* **Problem requirements**
What is needed is an exact copy of the entries below, from the line that contains "Target: jersey sleeve" through the final line, both included, and nothing else.

* **Exercise input**
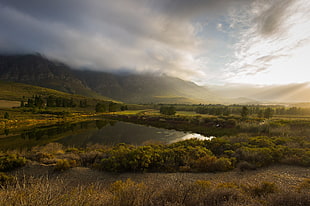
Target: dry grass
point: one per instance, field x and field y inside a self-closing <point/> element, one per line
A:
<point x="40" y="185"/>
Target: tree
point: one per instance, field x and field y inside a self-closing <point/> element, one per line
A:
<point x="168" y="110"/>
<point x="244" y="112"/>
<point x="268" y="113"/>
<point x="101" y="107"/>
<point x="6" y="115"/>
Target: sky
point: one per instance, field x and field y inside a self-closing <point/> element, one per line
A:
<point x="220" y="42"/>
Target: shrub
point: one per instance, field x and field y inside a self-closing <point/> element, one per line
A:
<point x="129" y="193"/>
<point x="257" y="156"/>
<point x="5" y="179"/>
<point x="212" y="164"/>
<point x="10" y="162"/>
<point x="64" y="164"/>
<point x="262" y="189"/>
<point x="289" y="199"/>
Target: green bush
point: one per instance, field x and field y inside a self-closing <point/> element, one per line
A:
<point x="64" y="164"/>
<point x="10" y="162"/>
<point x="262" y="189"/>
<point x="5" y="179"/>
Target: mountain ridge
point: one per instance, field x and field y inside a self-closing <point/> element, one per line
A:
<point x="37" y="70"/>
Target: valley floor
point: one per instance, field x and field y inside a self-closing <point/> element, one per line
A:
<point x="275" y="185"/>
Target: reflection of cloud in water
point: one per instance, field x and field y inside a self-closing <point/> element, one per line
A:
<point x="192" y="136"/>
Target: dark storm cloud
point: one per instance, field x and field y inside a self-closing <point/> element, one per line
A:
<point x="142" y="35"/>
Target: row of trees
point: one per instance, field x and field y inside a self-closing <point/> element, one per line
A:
<point x="52" y="101"/>
<point x="266" y="113"/>
<point x="259" y="111"/>
<point x="167" y="110"/>
<point x="109" y="107"/>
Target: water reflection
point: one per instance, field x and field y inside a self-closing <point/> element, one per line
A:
<point x="108" y="132"/>
<point x="192" y="136"/>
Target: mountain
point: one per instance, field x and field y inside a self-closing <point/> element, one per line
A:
<point x="143" y="88"/>
<point x="39" y="71"/>
<point x="132" y="88"/>
<point x="15" y="92"/>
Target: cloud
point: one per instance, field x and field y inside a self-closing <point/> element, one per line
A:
<point x="158" y="36"/>
<point x="275" y="34"/>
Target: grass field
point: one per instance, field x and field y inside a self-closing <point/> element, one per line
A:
<point x="9" y="104"/>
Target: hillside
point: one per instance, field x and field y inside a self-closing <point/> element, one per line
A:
<point x="39" y="71"/>
<point x="143" y="88"/>
<point x="13" y="91"/>
<point x="131" y="88"/>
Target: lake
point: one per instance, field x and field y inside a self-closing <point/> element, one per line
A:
<point x="106" y="132"/>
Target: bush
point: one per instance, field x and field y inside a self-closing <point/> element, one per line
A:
<point x="263" y="189"/>
<point x="9" y="162"/>
<point x="6" y="180"/>
<point x="64" y="164"/>
<point x="212" y="164"/>
<point x="289" y="199"/>
<point x="129" y="193"/>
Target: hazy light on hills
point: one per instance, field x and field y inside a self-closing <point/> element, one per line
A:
<point x="205" y="41"/>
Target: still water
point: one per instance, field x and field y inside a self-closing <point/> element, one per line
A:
<point x="107" y="132"/>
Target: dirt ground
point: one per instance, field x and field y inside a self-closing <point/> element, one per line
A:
<point x="282" y="175"/>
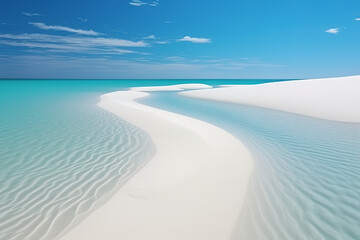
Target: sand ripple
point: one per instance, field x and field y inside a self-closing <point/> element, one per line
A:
<point x="57" y="167"/>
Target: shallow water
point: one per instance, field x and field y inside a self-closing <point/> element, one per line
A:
<point x="306" y="182"/>
<point x="61" y="156"/>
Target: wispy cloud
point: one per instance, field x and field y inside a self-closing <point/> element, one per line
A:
<point x="333" y="30"/>
<point x="139" y="3"/>
<point x="195" y="40"/>
<point x="82" y="19"/>
<point x="62" y="28"/>
<point x="105" y="67"/>
<point x="85" y="45"/>
<point x="150" y="37"/>
<point x="79" y="41"/>
<point x="31" y="14"/>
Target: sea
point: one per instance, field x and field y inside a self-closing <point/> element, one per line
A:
<point x="62" y="157"/>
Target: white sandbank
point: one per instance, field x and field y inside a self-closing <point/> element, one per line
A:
<point x="192" y="189"/>
<point x="178" y="87"/>
<point x="335" y="99"/>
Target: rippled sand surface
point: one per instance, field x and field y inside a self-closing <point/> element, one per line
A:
<point x="61" y="156"/>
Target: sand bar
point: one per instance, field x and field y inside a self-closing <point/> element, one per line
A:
<point x="335" y="99"/>
<point x="192" y="189"/>
<point x="177" y="87"/>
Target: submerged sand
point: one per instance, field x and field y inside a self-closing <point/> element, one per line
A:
<point x="192" y="189"/>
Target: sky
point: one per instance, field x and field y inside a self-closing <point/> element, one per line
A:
<point x="164" y="39"/>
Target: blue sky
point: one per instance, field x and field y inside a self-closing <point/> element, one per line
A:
<point x="179" y="38"/>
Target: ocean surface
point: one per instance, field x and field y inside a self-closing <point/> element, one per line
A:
<point x="306" y="182"/>
<point x="61" y="156"/>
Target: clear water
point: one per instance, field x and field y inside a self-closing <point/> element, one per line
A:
<point x="61" y="156"/>
<point x="306" y="182"/>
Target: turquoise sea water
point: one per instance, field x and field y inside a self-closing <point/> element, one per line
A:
<point x="61" y="156"/>
<point x="306" y="182"/>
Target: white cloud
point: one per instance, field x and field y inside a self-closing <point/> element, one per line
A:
<point x="333" y="30"/>
<point x="82" y="19"/>
<point x="139" y="3"/>
<point x="195" y="40"/>
<point x="75" y="41"/>
<point x="85" y="45"/>
<point x="62" y="28"/>
<point x="150" y="37"/>
<point x="162" y="42"/>
<point x="31" y="14"/>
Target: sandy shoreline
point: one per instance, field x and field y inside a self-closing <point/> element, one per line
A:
<point x="192" y="189"/>
<point x="336" y="99"/>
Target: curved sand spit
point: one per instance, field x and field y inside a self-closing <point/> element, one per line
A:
<point x="192" y="189"/>
<point x="335" y="99"/>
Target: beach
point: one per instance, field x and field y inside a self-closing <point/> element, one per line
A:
<point x="193" y="188"/>
<point x="334" y="99"/>
<point x="195" y="185"/>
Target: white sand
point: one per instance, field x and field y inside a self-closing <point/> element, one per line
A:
<point x="178" y="87"/>
<point x="193" y="189"/>
<point x="335" y="99"/>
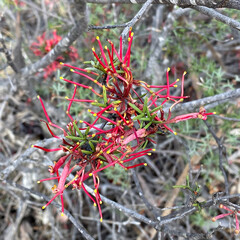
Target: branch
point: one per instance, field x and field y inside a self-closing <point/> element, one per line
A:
<point x="218" y="16"/>
<point x="234" y="4"/>
<point x="79" y="226"/>
<point x="136" y="18"/>
<point x="221" y="149"/>
<point x="219" y="98"/>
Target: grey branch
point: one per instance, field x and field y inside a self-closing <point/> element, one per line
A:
<point x="75" y="222"/>
<point x="234" y="4"/>
<point x="218" y="16"/>
<point x="136" y="18"/>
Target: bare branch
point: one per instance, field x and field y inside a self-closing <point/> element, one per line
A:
<point x="234" y="4"/>
<point x="218" y="16"/>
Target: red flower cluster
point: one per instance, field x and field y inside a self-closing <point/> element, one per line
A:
<point x="45" y="45"/>
<point x="230" y="212"/>
<point x="126" y="120"/>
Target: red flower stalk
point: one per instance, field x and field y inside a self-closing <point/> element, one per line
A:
<point x="230" y="212"/>
<point x="133" y="120"/>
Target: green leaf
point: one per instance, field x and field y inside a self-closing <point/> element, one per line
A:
<point x="91" y="145"/>
<point x="104" y="94"/>
<point x="74" y="138"/>
<point x="138" y="117"/>
<point x="145" y="104"/>
<point x="156" y="109"/>
<point x="148" y="125"/>
<point x="135" y="108"/>
<point x="77" y="129"/>
<point x="86" y="152"/>
<point x="87" y="131"/>
<point x="99" y="104"/>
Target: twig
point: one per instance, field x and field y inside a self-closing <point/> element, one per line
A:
<point x="186" y="3"/>
<point x="8" y="55"/>
<point x="218" y="16"/>
<point x="141" y="194"/>
<point x="227" y="118"/>
<point x="136" y="18"/>
<point x="221" y="149"/>
<point x="92" y="27"/>
<point x="80" y="228"/>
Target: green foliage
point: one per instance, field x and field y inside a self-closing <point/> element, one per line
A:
<point x="117" y="175"/>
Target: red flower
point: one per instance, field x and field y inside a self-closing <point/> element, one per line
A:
<point x="132" y="120"/>
<point x="230" y="212"/>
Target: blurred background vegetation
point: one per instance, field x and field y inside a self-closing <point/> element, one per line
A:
<point x="208" y="50"/>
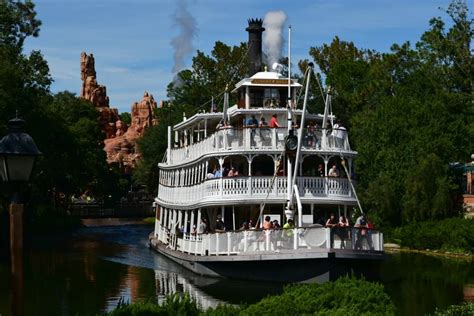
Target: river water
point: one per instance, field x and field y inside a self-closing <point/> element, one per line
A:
<point x="90" y="270"/>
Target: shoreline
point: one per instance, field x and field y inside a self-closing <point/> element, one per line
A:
<point x="395" y="248"/>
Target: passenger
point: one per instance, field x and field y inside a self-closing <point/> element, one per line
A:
<point x="232" y="172"/>
<point x="217" y="173"/>
<point x="220" y="125"/>
<point x="321" y="220"/>
<point x="211" y="175"/>
<point x="287" y="233"/>
<point x="333" y="172"/>
<point x="267" y="224"/>
<point x="252" y="121"/>
<point x="343" y="227"/>
<point x="202" y="227"/>
<point x="320" y="172"/>
<point x="220" y="226"/>
<point x="253" y="124"/>
<point x="276" y="225"/>
<point x="251" y="225"/>
<point x="244" y="226"/>
<point x="362" y="233"/>
<point x="332" y="224"/>
<point x="274" y="122"/>
<point x="310" y="138"/>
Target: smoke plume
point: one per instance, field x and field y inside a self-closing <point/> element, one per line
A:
<point x="273" y="35"/>
<point x="182" y="43"/>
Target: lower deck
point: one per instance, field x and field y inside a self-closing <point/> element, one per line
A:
<point x="284" y="265"/>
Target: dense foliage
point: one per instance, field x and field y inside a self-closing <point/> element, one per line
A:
<point x="64" y="127"/>
<point x="191" y="91"/>
<point x="466" y="309"/>
<point x="410" y="114"/>
<point x="345" y="296"/>
<point x="452" y="234"/>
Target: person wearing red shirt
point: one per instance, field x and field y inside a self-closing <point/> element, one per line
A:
<point x="274" y="122"/>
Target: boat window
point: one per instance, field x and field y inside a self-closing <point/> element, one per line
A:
<point x="256" y="97"/>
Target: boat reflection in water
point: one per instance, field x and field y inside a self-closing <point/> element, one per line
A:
<point x="210" y="292"/>
<point x="169" y="283"/>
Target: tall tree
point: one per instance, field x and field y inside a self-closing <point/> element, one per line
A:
<point x="190" y="92"/>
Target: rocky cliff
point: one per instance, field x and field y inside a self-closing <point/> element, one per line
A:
<point x="120" y="139"/>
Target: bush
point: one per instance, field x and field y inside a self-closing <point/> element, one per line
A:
<point x="47" y="219"/>
<point x="346" y="296"/>
<point x="466" y="309"/>
<point x="452" y="234"/>
<point x="173" y="305"/>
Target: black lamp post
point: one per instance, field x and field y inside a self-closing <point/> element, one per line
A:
<point x="18" y="152"/>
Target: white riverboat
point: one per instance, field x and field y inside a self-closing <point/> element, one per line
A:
<point x="262" y="171"/>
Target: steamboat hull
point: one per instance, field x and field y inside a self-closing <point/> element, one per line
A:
<point x="318" y="265"/>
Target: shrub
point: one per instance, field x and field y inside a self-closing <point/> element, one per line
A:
<point x="452" y="234"/>
<point x="46" y="219"/>
<point x="173" y="305"/>
<point x="346" y="296"/>
<point x="466" y="309"/>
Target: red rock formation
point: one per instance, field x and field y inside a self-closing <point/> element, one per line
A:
<point x="121" y="149"/>
<point x="120" y="140"/>
<point x="97" y="95"/>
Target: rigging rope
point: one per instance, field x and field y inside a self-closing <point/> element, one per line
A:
<point x="343" y="162"/>
<point x="270" y="188"/>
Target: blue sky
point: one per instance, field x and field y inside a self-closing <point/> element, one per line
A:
<point x="131" y="39"/>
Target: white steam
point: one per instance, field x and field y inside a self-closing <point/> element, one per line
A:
<point x="273" y="35"/>
<point x="182" y="43"/>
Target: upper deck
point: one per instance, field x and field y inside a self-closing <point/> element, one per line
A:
<point x="258" y="140"/>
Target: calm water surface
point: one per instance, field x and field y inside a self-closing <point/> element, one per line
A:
<point x="90" y="270"/>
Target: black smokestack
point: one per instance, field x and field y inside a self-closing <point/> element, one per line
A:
<point x="255" y="30"/>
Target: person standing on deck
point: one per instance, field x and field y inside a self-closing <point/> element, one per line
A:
<point x="274" y="121"/>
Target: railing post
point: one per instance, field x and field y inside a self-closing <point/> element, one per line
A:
<point x="326" y="185"/>
<point x="381" y="241"/>
<point x="328" y="238"/>
<point x="245" y="240"/>
<point x="295" y="238"/>
<point x="267" y="240"/>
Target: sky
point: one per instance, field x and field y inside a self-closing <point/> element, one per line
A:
<point x="132" y="40"/>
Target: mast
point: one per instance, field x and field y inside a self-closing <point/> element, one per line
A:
<point x="289" y="167"/>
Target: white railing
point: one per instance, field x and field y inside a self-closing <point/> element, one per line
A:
<point x="253" y="187"/>
<point x="259" y="139"/>
<point x="252" y="241"/>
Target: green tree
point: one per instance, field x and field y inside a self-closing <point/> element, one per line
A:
<point x="410" y="113"/>
<point x="209" y="75"/>
<point x="191" y="91"/>
<point x="126" y="118"/>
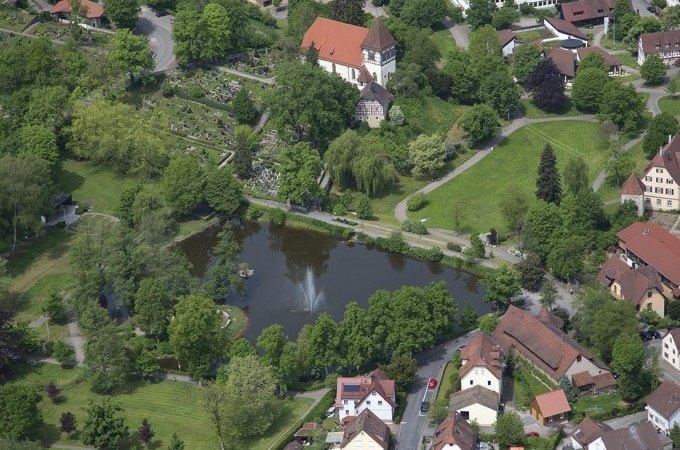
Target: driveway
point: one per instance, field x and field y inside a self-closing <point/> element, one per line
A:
<point x="159" y="32"/>
<point x="431" y="365"/>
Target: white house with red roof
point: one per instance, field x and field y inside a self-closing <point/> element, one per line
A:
<point x="374" y="391"/>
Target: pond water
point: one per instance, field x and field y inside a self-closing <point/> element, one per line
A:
<point x="300" y="273"/>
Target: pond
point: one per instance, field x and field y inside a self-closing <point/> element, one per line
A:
<point x="299" y="273"/>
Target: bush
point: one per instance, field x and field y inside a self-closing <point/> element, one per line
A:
<point x="414" y="226"/>
<point x="416" y="202"/>
<point x="277" y="217"/>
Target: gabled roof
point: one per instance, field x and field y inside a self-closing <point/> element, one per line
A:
<point x="553" y="403"/>
<point x="545" y="345"/>
<point x="92" y="10"/>
<point x="588" y="431"/>
<point x="454" y="430"/>
<point x="336" y="41"/>
<point x="566" y="27"/>
<point x="370" y="424"/>
<point x="665" y="399"/>
<point x="655" y="246"/>
<point x="378" y="37"/>
<point x="476" y="395"/>
<point x="482" y="351"/>
<point x="564" y="60"/>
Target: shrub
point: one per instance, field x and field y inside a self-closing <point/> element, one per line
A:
<point x="414" y="226"/>
<point x="416" y="202"/>
<point x="277" y="217"/>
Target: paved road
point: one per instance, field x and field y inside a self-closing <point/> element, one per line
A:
<point x="159" y="32"/>
<point x="431" y="365"/>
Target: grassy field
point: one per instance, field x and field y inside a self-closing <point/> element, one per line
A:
<point x="512" y="166"/>
<point x="88" y="182"/>
<point x="170" y="407"/>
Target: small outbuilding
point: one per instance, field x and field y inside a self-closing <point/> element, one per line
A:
<point x="550" y="407"/>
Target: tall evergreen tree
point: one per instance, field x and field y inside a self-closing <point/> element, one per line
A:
<point x="548" y="186"/>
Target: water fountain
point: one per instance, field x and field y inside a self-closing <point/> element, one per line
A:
<point x="312" y="298"/>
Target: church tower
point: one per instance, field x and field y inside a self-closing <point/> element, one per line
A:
<point x="379" y="52"/>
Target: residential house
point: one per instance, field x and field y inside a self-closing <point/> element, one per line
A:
<point x="564" y="30"/>
<point x="611" y="62"/>
<point x="665" y="44"/>
<point x="541" y="342"/>
<point x="663" y="406"/>
<point x="454" y="433"/>
<point x="91" y="13"/>
<point x="508" y="41"/>
<point x="640" y="286"/>
<point x="586" y="12"/>
<point x="482" y="364"/>
<point x="357" y="54"/>
<point x="639" y="436"/>
<point x="373" y="391"/>
<point x="658" y="188"/>
<point x="648" y="244"/>
<point x="670" y="350"/>
<point x="551" y="407"/>
<point x="476" y="403"/>
<point x="587" y="432"/>
<point x="366" y="432"/>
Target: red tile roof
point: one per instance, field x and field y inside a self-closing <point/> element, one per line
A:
<point x="93" y="10"/>
<point x="553" y="403"/>
<point x="336" y="41"/>
<point x="655" y="246"/>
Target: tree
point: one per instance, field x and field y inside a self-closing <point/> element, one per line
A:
<point x="509" y="429"/>
<point x="501" y="93"/>
<point x="548" y="186"/>
<point x="145" y="433"/>
<point x="622" y="105"/>
<point x="243" y="107"/>
<point x="123" y="13"/>
<point x="480" y="13"/>
<point x="222" y="190"/>
<point x="480" y="123"/>
<point x="588" y="89"/>
<point x="525" y="60"/>
<point x="104" y="426"/>
<point x="131" y="53"/>
<point x="547" y="86"/>
<point x="548" y="294"/>
<point x="501" y="285"/>
<point x="653" y="70"/>
<point x="196" y="335"/>
<point x="531" y="272"/>
<point x="428" y="154"/>
<point x="67" y="422"/>
<point x="575" y="176"/>
<point x="106" y="360"/>
<point x="300" y="166"/>
<point x="19" y="413"/>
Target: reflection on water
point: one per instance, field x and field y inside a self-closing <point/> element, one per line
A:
<point x="285" y="259"/>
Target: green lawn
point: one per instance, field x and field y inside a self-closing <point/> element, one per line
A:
<point x="89" y="182"/>
<point x="170" y="407"/>
<point x="512" y="166"/>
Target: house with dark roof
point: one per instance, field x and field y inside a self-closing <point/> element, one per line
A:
<point x="366" y="432"/>
<point x="454" y="433"/>
<point x="647" y="244"/>
<point x="665" y="44"/>
<point x="640" y="286"/>
<point x="544" y="345"/>
<point x="663" y="406"/>
<point x="476" y="403"/>
<point x="374" y="392"/>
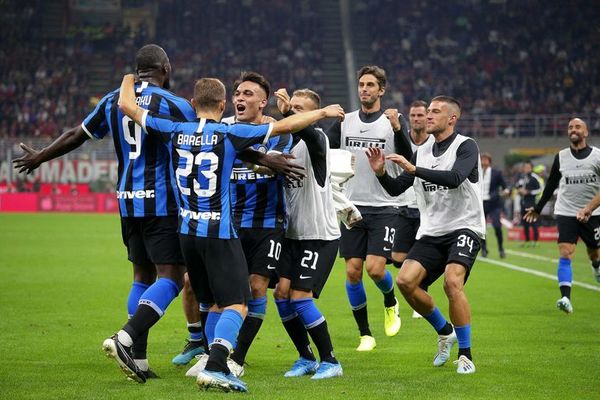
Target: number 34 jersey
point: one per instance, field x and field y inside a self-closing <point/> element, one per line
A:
<point x="146" y="184"/>
<point x="203" y="154"/>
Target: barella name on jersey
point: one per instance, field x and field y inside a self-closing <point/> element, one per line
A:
<point x="135" y="194"/>
<point x="199" y="140"/>
<point x="361" y="143"/>
<point x="196" y="215"/>
<point x="432" y="187"/>
<point x="579" y="179"/>
<point x="245" y="174"/>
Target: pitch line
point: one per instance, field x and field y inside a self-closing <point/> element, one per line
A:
<point x="537" y="273"/>
<point x="532" y="256"/>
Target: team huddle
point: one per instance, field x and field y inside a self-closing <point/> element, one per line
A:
<point x="225" y="208"/>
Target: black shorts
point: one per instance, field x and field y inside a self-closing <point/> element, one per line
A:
<point x="262" y="248"/>
<point x="217" y="270"/>
<point x="307" y="263"/>
<point x="434" y="253"/>
<point x="406" y="231"/>
<point x="570" y="229"/>
<point x="151" y="240"/>
<point x="373" y="235"/>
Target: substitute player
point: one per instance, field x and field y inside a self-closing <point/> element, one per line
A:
<point x="310" y="246"/>
<point x="370" y="241"/>
<point x="576" y="173"/>
<point x="446" y="179"/>
<point x="203" y="155"/>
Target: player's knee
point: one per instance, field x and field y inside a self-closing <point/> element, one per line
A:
<point x="405" y="284"/>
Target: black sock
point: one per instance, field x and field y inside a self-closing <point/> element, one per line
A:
<point x="362" y="321"/>
<point x="139" y="346"/>
<point x="143" y="319"/>
<point x="297" y="332"/>
<point x="389" y="299"/>
<point x="320" y="335"/>
<point x="217" y="360"/>
<point x="565" y="291"/>
<point x="446" y="329"/>
<point x="248" y="332"/>
<point x="465" y="352"/>
<point x="499" y="237"/>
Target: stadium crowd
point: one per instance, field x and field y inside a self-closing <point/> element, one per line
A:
<point x="494" y="57"/>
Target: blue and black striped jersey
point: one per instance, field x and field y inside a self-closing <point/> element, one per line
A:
<point x="146" y="185"/>
<point x="203" y="156"/>
<point x="257" y="199"/>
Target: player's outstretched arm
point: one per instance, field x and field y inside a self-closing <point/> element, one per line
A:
<point x="65" y="143"/>
<point x="585" y="213"/>
<point x="127" y="100"/>
<point x="296" y="122"/>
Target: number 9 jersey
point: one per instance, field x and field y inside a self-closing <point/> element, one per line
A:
<point x="146" y="184"/>
<point x="204" y="152"/>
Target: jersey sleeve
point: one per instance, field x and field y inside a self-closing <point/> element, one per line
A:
<point x="95" y="124"/>
<point x="280" y="144"/>
<point x="245" y="135"/>
<point x="162" y="126"/>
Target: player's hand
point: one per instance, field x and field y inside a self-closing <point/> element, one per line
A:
<point x="402" y="162"/>
<point x="266" y="119"/>
<point x="394" y="116"/>
<point x="334" y="111"/>
<point x="281" y="165"/>
<point x="584" y="214"/>
<point x="283" y="101"/>
<point x="376" y="160"/>
<point x="29" y="161"/>
<point x="530" y="215"/>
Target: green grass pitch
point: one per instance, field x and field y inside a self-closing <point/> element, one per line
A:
<point x="64" y="281"/>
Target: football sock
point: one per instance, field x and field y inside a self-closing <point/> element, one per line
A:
<point x="463" y="334"/>
<point x="141" y="343"/>
<point x="386" y="285"/>
<point x="295" y="329"/>
<point x="136" y="291"/>
<point x="256" y="314"/>
<point x="195" y="330"/>
<point x="565" y="276"/>
<point x="439" y="323"/>
<point x="153" y="303"/>
<point x="226" y="332"/>
<point x="203" y="316"/>
<point x="499" y="237"/>
<point x="315" y="324"/>
<point x="358" y="302"/>
<point x="209" y="328"/>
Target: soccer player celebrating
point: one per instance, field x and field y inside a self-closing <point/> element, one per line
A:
<point x="369" y="241"/>
<point x="576" y="173"/>
<point x="310" y="246"/>
<point x="147" y="201"/>
<point x="204" y="152"/>
<point x="445" y="176"/>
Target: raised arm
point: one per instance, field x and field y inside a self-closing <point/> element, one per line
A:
<point x="296" y="122"/>
<point x="65" y="143"/>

* **Exercise solution**
Target: jersey sleeve
point: one per instance, field x and field y inside a self-closing <point/> element, one per line
A:
<point x="95" y="124"/>
<point x="280" y="144"/>
<point x="245" y="135"/>
<point x="162" y="126"/>
Target: player's hand
point: one per instance, field x and field y inside a self-closing <point/> element, one per line
A:
<point x="402" y="162"/>
<point x="266" y="119"/>
<point x="394" y="116"/>
<point x="334" y="111"/>
<point x="281" y="165"/>
<point x="584" y="214"/>
<point x="283" y="101"/>
<point x="376" y="160"/>
<point x="29" y="161"/>
<point x="530" y="215"/>
Target: green grass pitch
point: one per instance, field x and field y inside a self-closing <point/> element, one per line
A:
<point x="64" y="281"/>
Target: football sock
point: one per instance, field x and field y inside a self-closing <point/> element, one per line
A:
<point x="463" y="334"/>
<point x="141" y="343"/>
<point x="386" y="285"/>
<point x="295" y="329"/>
<point x="136" y="291"/>
<point x="256" y="314"/>
<point x="195" y="330"/>
<point x="565" y="276"/>
<point x="439" y="323"/>
<point x="153" y="303"/>
<point x="226" y="332"/>
<point x="203" y="316"/>
<point x="499" y="237"/>
<point x="315" y="324"/>
<point x="358" y="302"/>
<point x="209" y="328"/>
Target: soccer player celebrating
point: one per instance, field x and field y inside a self-closing <point/> element, one per line
A:
<point x="369" y="241"/>
<point x="576" y="173"/>
<point x="310" y="246"/>
<point x="147" y="201"/>
<point x="204" y="152"/>
<point x="445" y="176"/>
Target: raised arm
point: one per instance, field x and field y inside a self-closing <point/> element, one per line
A:
<point x="296" y="122"/>
<point x="65" y="143"/>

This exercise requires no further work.